• Items listed in a dataset:

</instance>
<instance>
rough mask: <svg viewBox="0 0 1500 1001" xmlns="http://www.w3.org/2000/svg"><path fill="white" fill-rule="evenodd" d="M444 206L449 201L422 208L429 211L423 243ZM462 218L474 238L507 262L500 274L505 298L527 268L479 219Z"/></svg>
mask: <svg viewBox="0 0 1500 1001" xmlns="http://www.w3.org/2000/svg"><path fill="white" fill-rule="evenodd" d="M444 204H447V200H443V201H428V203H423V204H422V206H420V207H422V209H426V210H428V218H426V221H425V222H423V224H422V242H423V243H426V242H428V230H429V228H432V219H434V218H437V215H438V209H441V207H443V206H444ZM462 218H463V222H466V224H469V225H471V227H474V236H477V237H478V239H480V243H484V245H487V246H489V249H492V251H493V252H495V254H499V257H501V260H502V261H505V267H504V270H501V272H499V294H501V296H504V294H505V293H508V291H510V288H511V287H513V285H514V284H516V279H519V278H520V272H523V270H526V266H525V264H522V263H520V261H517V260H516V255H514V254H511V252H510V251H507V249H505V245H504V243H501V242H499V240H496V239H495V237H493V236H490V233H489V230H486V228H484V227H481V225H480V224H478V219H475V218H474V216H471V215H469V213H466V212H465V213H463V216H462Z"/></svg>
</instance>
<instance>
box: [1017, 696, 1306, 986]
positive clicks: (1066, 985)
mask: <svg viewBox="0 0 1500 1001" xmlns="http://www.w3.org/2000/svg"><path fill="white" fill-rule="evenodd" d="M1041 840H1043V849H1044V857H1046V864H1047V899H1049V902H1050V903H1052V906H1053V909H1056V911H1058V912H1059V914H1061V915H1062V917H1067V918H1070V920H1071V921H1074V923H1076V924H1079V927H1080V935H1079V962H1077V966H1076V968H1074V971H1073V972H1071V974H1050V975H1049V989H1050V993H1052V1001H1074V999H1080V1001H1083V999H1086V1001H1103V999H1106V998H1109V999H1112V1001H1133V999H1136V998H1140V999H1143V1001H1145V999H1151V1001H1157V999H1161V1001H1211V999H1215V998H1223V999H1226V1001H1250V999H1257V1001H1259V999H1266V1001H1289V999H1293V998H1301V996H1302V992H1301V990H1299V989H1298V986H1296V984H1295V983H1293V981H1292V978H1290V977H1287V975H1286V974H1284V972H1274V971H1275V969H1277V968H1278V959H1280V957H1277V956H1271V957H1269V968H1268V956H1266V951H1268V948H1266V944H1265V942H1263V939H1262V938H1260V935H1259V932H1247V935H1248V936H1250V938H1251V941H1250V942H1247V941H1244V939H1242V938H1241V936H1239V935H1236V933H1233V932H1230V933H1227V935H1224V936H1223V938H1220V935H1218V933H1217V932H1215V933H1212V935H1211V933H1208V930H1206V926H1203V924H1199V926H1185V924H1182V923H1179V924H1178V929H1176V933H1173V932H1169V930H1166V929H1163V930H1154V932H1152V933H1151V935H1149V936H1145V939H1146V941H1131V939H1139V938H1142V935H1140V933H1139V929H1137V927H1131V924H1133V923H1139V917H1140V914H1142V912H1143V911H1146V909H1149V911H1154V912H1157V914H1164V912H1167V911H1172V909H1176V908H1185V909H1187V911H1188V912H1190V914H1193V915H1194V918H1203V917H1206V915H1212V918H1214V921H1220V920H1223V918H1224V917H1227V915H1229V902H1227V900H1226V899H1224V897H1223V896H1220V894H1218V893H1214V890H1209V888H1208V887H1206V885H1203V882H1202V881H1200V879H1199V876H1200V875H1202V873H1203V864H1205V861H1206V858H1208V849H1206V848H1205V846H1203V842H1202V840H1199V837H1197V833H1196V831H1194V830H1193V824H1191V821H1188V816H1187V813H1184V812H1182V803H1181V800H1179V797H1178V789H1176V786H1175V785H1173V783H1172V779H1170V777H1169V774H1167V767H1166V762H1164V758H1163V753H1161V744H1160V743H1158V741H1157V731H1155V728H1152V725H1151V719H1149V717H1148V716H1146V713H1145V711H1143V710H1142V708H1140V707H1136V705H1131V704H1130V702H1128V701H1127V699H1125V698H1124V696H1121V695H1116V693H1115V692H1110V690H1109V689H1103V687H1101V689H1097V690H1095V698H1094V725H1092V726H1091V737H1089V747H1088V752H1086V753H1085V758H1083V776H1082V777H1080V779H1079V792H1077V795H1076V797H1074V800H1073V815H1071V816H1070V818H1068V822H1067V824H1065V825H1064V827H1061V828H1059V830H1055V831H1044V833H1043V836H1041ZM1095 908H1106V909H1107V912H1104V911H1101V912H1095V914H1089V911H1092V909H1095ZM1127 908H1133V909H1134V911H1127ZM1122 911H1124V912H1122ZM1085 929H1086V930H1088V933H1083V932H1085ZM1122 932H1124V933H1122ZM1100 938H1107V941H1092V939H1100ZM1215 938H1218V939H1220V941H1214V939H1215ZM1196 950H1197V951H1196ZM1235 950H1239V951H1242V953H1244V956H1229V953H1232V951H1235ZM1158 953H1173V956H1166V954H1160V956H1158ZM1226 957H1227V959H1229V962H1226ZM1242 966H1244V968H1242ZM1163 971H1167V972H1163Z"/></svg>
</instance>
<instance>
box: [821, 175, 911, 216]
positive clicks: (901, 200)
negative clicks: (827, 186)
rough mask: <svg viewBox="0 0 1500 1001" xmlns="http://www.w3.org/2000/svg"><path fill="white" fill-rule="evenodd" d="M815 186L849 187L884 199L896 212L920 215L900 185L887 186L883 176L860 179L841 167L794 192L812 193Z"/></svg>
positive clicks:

• Work item: Will you quote all of the entries above word for word, keeping every line unchanged?

• The answer:
</instance>
<instance>
rough mask: <svg viewBox="0 0 1500 1001" xmlns="http://www.w3.org/2000/svg"><path fill="white" fill-rule="evenodd" d="M444 206L449 201L422 208L429 211L423 243ZM462 218L474 238L507 262L500 274L505 298L527 268L479 219Z"/></svg>
mask: <svg viewBox="0 0 1500 1001" xmlns="http://www.w3.org/2000/svg"><path fill="white" fill-rule="evenodd" d="M444 204H447V200H443V201H428V203H423V204H422V206H420V207H422V209H426V210H428V218H426V221H425V222H423V224H422V242H423V243H426V242H428V230H429V228H432V219H434V218H437V215H438V209H441V207H443V206H444ZM462 218H463V222H466V224H469V225H471V227H474V236H477V237H478V239H480V243H484V245H487V246H489V249H492V251H493V252H495V254H499V257H501V260H502V261H505V267H504V270H501V272H499V294H501V296H504V294H505V293H508V291H510V288H511V287H513V285H514V284H516V279H519V278H520V272H523V270H526V266H525V264H522V263H520V261H517V260H516V255H514V254H511V252H510V251H507V249H505V245H504V243H501V242H499V240H496V239H495V237H493V236H490V233H489V230H486V228H484V227H481V225H480V224H478V219H475V218H474V216H471V215H469V213H466V212H465V213H463V216H462Z"/></svg>
</instance>
<instance>
box: [1017, 696, 1306, 986]
positive clicks: (1066, 985)
mask: <svg viewBox="0 0 1500 1001" xmlns="http://www.w3.org/2000/svg"><path fill="white" fill-rule="evenodd" d="M1041 840H1043V849H1044V857H1046V864H1047V899H1049V902H1050V903H1052V906H1053V909H1056V911H1058V912H1059V914H1061V915H1062V917H1067V918H1070V920H1071V921H1074V923H1076V924H1079V927H1080V935H1079V962H1077V966H1076V968H1074V971H1073V972H1071V974H1050V975H1049V989H1050V993H1052V1001H1074V999H1080V1001H1083V999H1086V1001H1103V999H1106V998H1109V999H1112V1001H1133V999H1136V998H1140V999H1143V1001H1145V999H1151V1001H1157V999H1161V1001H1211V999H1215V998H1223V999H1226V1001H1250V999H1257V1001H1259V999H1266V1001H1289V999H1293V998H1301V996H1302V992H1301V990H1299V989H1298V986H1296V984H1295V983H1293V981H1292V978H1290V977H1287V975H1286V974H1284V972H1274V971H1275V969H1277V968H1278V959H1280V957H1277V956H1271V957H1269V968H1268V956H1266V951H1268V948H1266V944H1265V942H1263V939H1262V938H1260V935H1259V932H1247V935H1248V936H1250V938H1251V941H1250V942H1247V941H1244V939H1242V938H1241V936H1239V935H1236V933H1233V932H1230V933H1227V935H1224V936H1223V938H1220V935H1218V933H1217V932H1215V933H1212V935H1211V933H1208V930H1206V926H1203V924H1199V926H1185V924H1182V923H1179V924H1178V929H1176V933H1173V932H1169V930H1166V929H1163V930H1154V932H1152V933H1151V935H1149V936H1145V939H1146V941H1131V939H1139V938H1142V935H1140V933H1139V929H1137V927H1131V924H1133V923H1139V917H1140V914H1142V912H1143V911H1146V909H1149V911H1154V912H1157V914H1164V912H1167V911H1172V909H1176V908H1185V909H1187V911H1188V912H1190V914H1193V915H1194V918H1203V917H1206V915H1212V918H1214V921H1220V920H1223V918H1224V917H1227V915H1229V902H1227V900H1226V899H1224V897H1223V896H1220V894H1218V893H1214V890H1209V888H1208V887H1206V885H1203V882H1202V881H1200V879H1199V876H1200V875H1202V873H1203V864H1205V861H1206V858H1208V849H1206V848H1205V846H1203V842H1202V840H1199V837H1197V833H1196V831H1194V830H1193V824H1191V821H1188V816H1187V813H1184V812H1182V803H1181V800H1179V797H1178V789H1176V786H1175V785H1173V783H1172V779H1170V777H1169V774H1167V767H1166V762H1164V758H1163V753H1161V744H1160V743H1158V741H1157V731H1155V728H1152V725H1151V719H1149V717H1148V716H1146V713H1145V711H1143V710H1142V708H1140V707H1136V705H1131V704H1130V702H1128V701H1127V699H1125V698H1124V696H1121V695H1116V693H1115V692H1110V690H1109V689H1103V687H1101V689H1097V690H1095V698H1094V725H1092V726H1091V737H1089V747H1088V752H1086V753H1085V758H1083V776H1082V777H1080V779H1079V792H1077V795H1076V797H1074V800H1073V815H1071V816H1070V818H1068V822H1067V824H1065V825H1064V827H1061V828H1059V830H1055V831H1044V833H1043V836H1041ZM1095 908H1106V909H1107V912H1104V911H1101V912H1095V914H1089V911H1092V909H1095ZM1127 908H1133V909H1134V911H1127ZM1122 911H1124V912H1122ZM1085 929H1086V930H1088V933H1083V932H1085ZM1122 932H1124V933H1122ZM1100 938H1107V941H1092V939H1100ZM1215 938H1218V939H1220V941H1214V939H1215ZM1196 950H1197V951H1196ZM1235 950H1239V951H1242V953H1244V956H1229V953H1232V951H1235ZM1158 953H1173V956H1166V954H1160V956H1158ZM1226 957H1227V959H1229V962H1226ZM1242 966H1244V968H1242ZM1163 971H1167V972H1163Z"/></svg>
</instance>
<instance>
box: [821, 175, 911, 216]
positive clicks: (901, 200)
negative clicks: (827, 186)
rough mask: <svg viewBox="0 0 1500 1001" xmlns="http://www.w3.org/2000/svg"><path fill="white" fill-rule="evenodd" d="M815 186L849 187L884 199L896 212L920 215L900 185L887 186L883 176L860 179L841 167L794 192L812 193Z"/></svg>
positive clicks:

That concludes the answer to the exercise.